What is required: Repeat every record below exactly, omitting any pictures.

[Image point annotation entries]
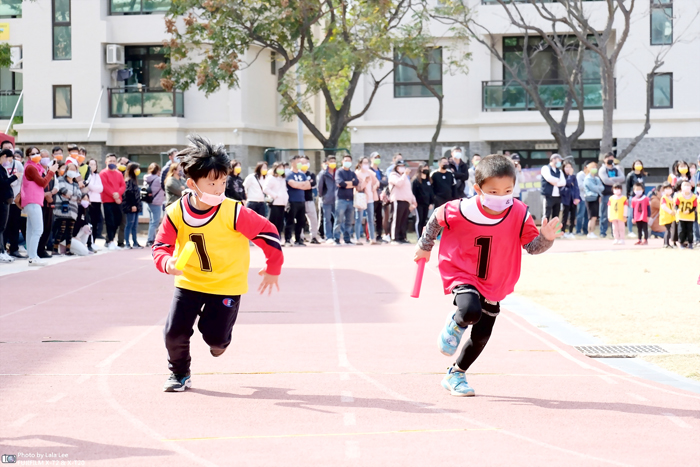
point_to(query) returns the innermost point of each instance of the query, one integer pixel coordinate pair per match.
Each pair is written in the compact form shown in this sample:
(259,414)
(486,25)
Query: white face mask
(497,203)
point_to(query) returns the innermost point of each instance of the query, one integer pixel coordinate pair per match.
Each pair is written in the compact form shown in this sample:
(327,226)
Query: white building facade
(66,75)
(487,113)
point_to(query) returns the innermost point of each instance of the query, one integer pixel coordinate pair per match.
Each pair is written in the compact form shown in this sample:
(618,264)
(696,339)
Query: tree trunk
(436,135)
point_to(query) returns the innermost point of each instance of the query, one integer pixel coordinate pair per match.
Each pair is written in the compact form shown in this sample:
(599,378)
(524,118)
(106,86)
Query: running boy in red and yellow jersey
(216,275)
(479,259)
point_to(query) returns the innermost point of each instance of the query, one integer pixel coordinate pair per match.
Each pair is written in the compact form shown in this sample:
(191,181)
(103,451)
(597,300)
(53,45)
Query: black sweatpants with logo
(217,315)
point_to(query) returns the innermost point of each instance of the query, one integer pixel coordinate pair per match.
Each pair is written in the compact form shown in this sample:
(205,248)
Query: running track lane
(340,368)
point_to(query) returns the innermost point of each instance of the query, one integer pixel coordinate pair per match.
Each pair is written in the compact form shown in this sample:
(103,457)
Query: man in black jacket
(460,170)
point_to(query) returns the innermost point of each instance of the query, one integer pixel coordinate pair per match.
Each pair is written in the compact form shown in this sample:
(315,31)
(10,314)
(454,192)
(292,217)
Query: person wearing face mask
(275,187)
(641,209)
(637,175)
(346,180)
(570,198)
(593,189)
(686,205)
(38,173)
(113,189)
(610,174)
(6,197)
(403,202)
(443,181)
(253,189)
(70,192)
(132,205)
(210,285)
(376,160)
(368,185)
(553,179)
(423,192)
(460,170)
(327,190)
(618,207)
(479,261)
(234,183)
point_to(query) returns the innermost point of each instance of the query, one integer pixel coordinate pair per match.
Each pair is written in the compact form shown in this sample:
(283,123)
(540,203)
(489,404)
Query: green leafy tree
(324,46)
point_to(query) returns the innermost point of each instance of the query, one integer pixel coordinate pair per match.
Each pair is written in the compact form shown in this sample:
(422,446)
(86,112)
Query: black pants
(296,218)
(4,214)
(399,225)
(472,309)
(113,218)
(551,207)
(685,234)
(62,230)
(96,219)
(14,225)
(257,206)
(570,216)
(47,214)
(277,218)
(217,315)
(642,228)
(421,218)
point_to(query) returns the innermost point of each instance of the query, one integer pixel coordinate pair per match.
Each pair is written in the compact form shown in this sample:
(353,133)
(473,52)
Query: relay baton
(184,256)
(419,278)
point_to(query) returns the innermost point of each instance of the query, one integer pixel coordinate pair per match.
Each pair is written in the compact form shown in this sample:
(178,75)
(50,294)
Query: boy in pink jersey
(479,259)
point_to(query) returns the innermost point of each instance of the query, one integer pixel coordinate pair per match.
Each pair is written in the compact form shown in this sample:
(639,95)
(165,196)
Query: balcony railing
(11,9)
(8,100)
(502,95)
(145,102)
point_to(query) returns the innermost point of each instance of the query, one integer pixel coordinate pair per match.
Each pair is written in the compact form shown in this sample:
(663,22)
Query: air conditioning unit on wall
(115,54)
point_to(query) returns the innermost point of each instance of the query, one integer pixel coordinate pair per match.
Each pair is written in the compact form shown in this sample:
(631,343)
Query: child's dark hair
(494,166)
(202,159)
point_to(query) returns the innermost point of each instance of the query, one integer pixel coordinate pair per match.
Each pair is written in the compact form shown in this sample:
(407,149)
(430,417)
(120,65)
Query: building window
(662,91)
(407,82)
(62,101)
(11,8)
(661,14)
(61,30)
(138,7)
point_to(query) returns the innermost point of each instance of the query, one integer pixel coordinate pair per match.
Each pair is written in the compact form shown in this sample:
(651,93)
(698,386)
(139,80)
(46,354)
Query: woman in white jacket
(94,184)
(275,187)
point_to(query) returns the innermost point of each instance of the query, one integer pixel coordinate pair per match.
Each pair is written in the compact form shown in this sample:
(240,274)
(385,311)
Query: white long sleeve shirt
(555,182)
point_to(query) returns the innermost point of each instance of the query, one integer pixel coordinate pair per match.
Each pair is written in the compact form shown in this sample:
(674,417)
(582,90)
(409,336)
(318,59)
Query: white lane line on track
(105,366)
(677,420)
(72,291)
(352,449)
(56,398)
(349,419)
(638,397)
(23,420)
(398,396)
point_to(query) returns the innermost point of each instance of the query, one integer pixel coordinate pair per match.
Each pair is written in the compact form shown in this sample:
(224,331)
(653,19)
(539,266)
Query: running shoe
(177,383)
(449,338)
(456,383)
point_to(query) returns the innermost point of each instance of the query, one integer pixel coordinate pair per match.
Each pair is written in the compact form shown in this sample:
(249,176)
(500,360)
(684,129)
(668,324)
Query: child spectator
(667,216)
(570,197)
(686,204)
(640,213)
(617,213)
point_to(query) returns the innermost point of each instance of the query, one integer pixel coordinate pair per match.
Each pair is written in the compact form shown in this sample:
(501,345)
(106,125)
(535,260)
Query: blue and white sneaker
(449,338)
(177,383)
(456,383)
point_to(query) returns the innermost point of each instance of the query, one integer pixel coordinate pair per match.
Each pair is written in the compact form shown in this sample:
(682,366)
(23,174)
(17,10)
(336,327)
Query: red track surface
(340,368)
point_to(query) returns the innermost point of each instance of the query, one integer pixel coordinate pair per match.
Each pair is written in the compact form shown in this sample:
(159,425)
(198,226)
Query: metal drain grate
(619,351)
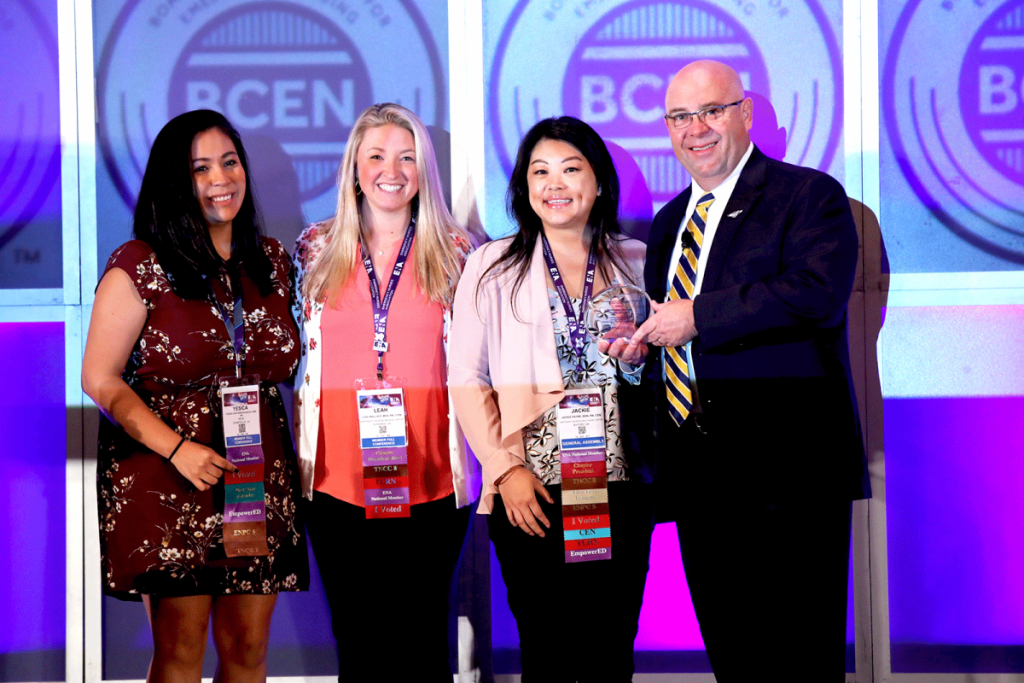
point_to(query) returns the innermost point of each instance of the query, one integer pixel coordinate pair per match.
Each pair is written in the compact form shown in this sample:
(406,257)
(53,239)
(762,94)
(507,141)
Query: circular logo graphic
(960,142)
(297,71)
(610,68)
(30,118)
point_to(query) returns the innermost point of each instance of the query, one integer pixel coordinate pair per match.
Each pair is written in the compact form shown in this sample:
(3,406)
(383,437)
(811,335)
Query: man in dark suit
(759,451)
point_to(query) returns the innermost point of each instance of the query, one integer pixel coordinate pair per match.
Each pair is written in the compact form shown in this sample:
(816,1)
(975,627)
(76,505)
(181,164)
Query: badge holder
(245,507)
(384,444)
(585,480)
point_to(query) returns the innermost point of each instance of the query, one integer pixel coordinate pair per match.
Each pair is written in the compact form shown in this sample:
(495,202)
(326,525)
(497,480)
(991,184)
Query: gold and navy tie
(677,370)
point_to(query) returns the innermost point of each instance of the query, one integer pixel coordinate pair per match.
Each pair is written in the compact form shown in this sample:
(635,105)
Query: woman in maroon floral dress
(158,344)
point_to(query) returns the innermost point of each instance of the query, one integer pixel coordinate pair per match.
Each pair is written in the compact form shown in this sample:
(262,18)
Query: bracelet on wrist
(505,475)
(171,457)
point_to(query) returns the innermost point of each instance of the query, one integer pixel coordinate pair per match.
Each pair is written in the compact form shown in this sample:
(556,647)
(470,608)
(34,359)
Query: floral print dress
(158,534)
(541,436)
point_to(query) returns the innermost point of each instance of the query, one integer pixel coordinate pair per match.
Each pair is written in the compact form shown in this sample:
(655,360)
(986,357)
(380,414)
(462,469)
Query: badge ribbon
(385,455)
(245,506)
(585,481)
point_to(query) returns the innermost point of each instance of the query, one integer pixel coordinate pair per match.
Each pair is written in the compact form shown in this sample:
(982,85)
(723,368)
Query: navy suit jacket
(770,358)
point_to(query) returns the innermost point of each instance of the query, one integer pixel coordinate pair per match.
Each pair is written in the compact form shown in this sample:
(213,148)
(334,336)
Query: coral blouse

Finished exercise:
point_to(query) returns the innermost point of each instance of the query, one integer pixel coordinate pair per match.
Each pair is written in the compact form shown in this sample:
(259,414)
(486,25)
Query: white face mask
(497,203)
point_to(query) returns the innermost point of each instance of the query, one integer pixel coordinate pair per match.
Each pair is written in the compact form shown in this sample:
(327,226)
Query: white building facade
(66,75)
(487,113)
point_to(query) returns the innermost point of each instance of the query, one integer pixel coordinate pair per match.
Each pair is written in the compact form shown in this sample:
(618,264)
(696,339)
Query: tree trunk
(436,135)
point_to(query) returns the innermost point of each instance of the query, one integer pixel coordinate pair per match.
Each pair is written in the compact form shown in this sample:
(599,378)
(524,118)
(106,86)
Query: running boy in red and yellow jersey
(216,275)
(479,259)
point_to(query) returns the innermost point of each instance of the query, one integer pixel coordinate pair per match.
Each pair is written in the compact form shown in this sample:
(191,181)
(103,451)
(597,300)
(53,45)
Query: black sweatpants with logo
(217,315)
point_to(query) returns the innermost point of each instance of the query, one integer pixel coordinate pair per match.
Each pair is written in the compact form shown in this sample:
(205,248)
Query: running track lane
(340,368)
point_to(query) returns the innermost point of each instance of the query, one integer pixel coordinate pair per match.
Each pair is written in the compact form shown in this sample:
(103,457)
Query: man in black jacket
(460,170)
point_to(query) returns the innermost point of each instance of the query, one integer pixel coordinate pair per match.
Each pair is written in the compact form shown in this sample:
(315,31)
(10,314)
(454,192)
(292,217)
Query: person wearing face mask
(275,187)
(641,209)
(637,175)
(346,180)
(570,198)
(593,189)
(686,205)
(38,173)
(113,189)
(610,174)
(6,197)
(403,202)
(443,181)
(253,189)
(70,192)
(132,205)
(210,285)
(376,160)
(368,185)
(553,179)
(423,192)
(460,170)
(327,190)
(618,207)
(479,261)
(234,183)
point_to(query) returns the innermost point of each instance of the query, one integer pixel coordinate pair per match.
Each pair is written in the compact form shown in this sample:
(283,123)
(540,203)
(489,404)
Query: green leafy tree
(324,46)
point_to(query) returns the innermost point of each instance of the query, one integer pixel coordinate pair per match.
Each pair is written in the compact form shown in this sample:
(422,446)
(86,112)
Query: black pants
(296,218)
(4,214)
(399,225)
(472,309)
(113,218)
(551,207)
(685,234)
(62,230)
(96,219)
(14,225)
(257,206)
(570,216)
(47,214)
(277,218)
(217,315)
(642,228)
(421,218)
point_to(query) returns the innermost point of each instance of the query, one integer pixel coordinate pair per match.
Each pair is written in the compact form shown in this sample:
(353,133)
(473,52)
Query: relay baton
(184,256)
(419,278)
point_to(query) returns the innermost point of each instance of the query, one integer pixel coordinate pair per match.
Each pair is written in the compact form shown in this sample:
(178,75)
(50,294)
Query: boy in pink jersey
(479,259)
point_to(query) returns the innermost point of each instance of the query, one integer pixel coordinate pair per match.
Each pair is written in the compact form shown in this sample:
(639,95)
(165,196)
Query: balcony railing
(11,9)
(8,100)
(502,95)
(145,102)
point_to(query) returns the innermost point of each instance of the query, one integer pixel coordinate pair per match.
Each pair is written in the compact form shown in this sample:
(663,22)
Query: air conditioning unit on wall
(115,54)
point_to(query) returns the innermost point of each instance of the query, one integer pixel coordinate pair per match.
Each pair is written in the compact form shown in this sample:
(631,343)
Query: child's dark hair
(494,166)
(202,159)
point_to(query) returns the innermost point of each instance of the query, one integer pixel coordinate pair per match.
Each pair is written in the compact form shown in this sample:
(407,149)
(430,417)
(120,65)
Query: building window
(662,91)
(407,82)
(62,101)
(11,8)
(661,14)
(61,30)
(138,7)
point_to(query) returns the innermost point of each instance of the query, one integer pixel coordinate pair per match.
Each pair is written in the compact form shown in this sample:
(651,93)
(698,386)
(139,80)
(46,354)
Query: woman in white jacket
(94,184)
(275,187)
point_to(query) returns the innermost point of each instance of the query, one integer pixel coordinate pair per match.
Each pair is written in the compact form shown in this sample:
(240,274)
(385,311)
Query: white long sleeve shirt
(555,182)
point_to(query) returns the innermost point of each instance of the query, one integer pixel coordinate pair per match.
Each pair is written in the compact form shown in this sample:
(674,417)
(582,90)
(409,336)
(318,59)
Query: white lane line on track
(105,366)
(677,420)
(72,291)
(352,449)
(56,398)
(349,419)
(638,397)
(23,420)
(398,396)
point_to(query) returns the innermost point of each instance of the query, one integer pixel coordinate pair per match.
Each pair is written in the compact form shown in this sample:
(224,331)
(653,19)
(539,266)
Query: running shoe
(177,383)
(449,338)
(456,383)
point_to(query) returns the innermost point of each instance of the query, one integer pixel coordinate pair per match.
Each pair is written in the compact form shown in this sample:
(249,176)
(500,360)
(684,129)
(668,324)
Query: child spectator
(667,216)
(570,197)
(686,204)
(640,213)
(617,213)
point_to(query) returns the innermost point of each instance of the query, one integer pixel coordinate pair per match.
Each pair is written in the compact form shown in this sample:
(501,345)
(106,125)
(535,260)
Query: blue and white sneaker
(449,338)
(177,383)
(456,383)
point_to(query) returns the innermost point of each instance of the query, one integer pixel coordinate pair per match.
Each pair is written in the compact form shown in this sample:
(682,366)
(23,174)
(17,10)
(336,327)
Query: red track surface
(340,368)
point_to(query) returns the innermost point of each instance of the query, one integer pixel coordinate pair per match.
Each pair is written in the compact form shown in this sample:
(159,425)
(198,226)
Query: metal drain grate
(619,351)
point_to(query) returns the innermost point of each instance of the query, one integer pixel coordinate pair per match.
Each pair is written in the compact form shown in this sample:
(406,257)
(53,239)
(762,94)
(507,141)
Query: circular logo graphic
(960,142)
(297,71)
(610,68)
(30,118)
point_to(query) returns the innermost point of each instance of the query, one integer pixel coordinate pair per match.
Each pair is written in the compact form shown in this sample:
(3,406)
(383,437)
(811,335)
Query: man in dark suit
(759,451)
point_to(query) returns the innermost point of each instance of the query, one integer pixel coordinate pair per match.
Each pair is written in the compact form shown in this sample:
(816,1)
(975,627)
(76,505)
(181,164)
Query: badge holder
(245,507)
(384,444)
(585,480)
point_to(query) returns the innermost point of each instance of the query, one integer pixel coordinate pair per match.
Each pair is written in the compact form shown in this sample:
(495,202)
(326,525)
(497,480)
(991,184)
Query: gold and navy tie
(677,370)
point_to(query) returns the innermost point of each instance of the query, one integer pixel coordinate pair per match.
Each pair is written in the compact form shown in this sample:
(635,105)
Query: woman in maroon floral dress
(158,344)
point_to(query) returns the innermost point of each instance of the query, one integer pixel coordinate pair per match.
Each pair is written in the compact form shown in this sample:
(262,18)
Query: bracelet on wrist
(505,475)
(171,457)
point_to(query) returns the innermost point of each instance of the query, one integer pixel coordinate pair per match.
Each pair is written in the compact form shown in this sample:
(556,647)
(470,608)
(34,359)
Query: floral print dress
(158,534)
(541,436)
point_to(query) returns the innermost point of each instance of the query, one integer pixel coordinate pair per match.
Each pair is written in the compact form shown in this sample:
(655,360)
(986,357)
(380,414)
(462,469)
Query: badge ribbon
(385,455)
(245,506)
(585,481)
point_to(query) returns the innermost point of each instance of the query, one integer pixel coordinate pair per match.
Each pair is written in the compact form shown in this sample:
(982,85)
(723,368)
Query: navy suit jacket
(770,358)
point_to(query) returns the innermost point of each instance of the query, one integer pixel coordinate pair per match.
Each pair is written in the compact form shown in this sample:
(213,148)
(334,336)
Query: coral blouse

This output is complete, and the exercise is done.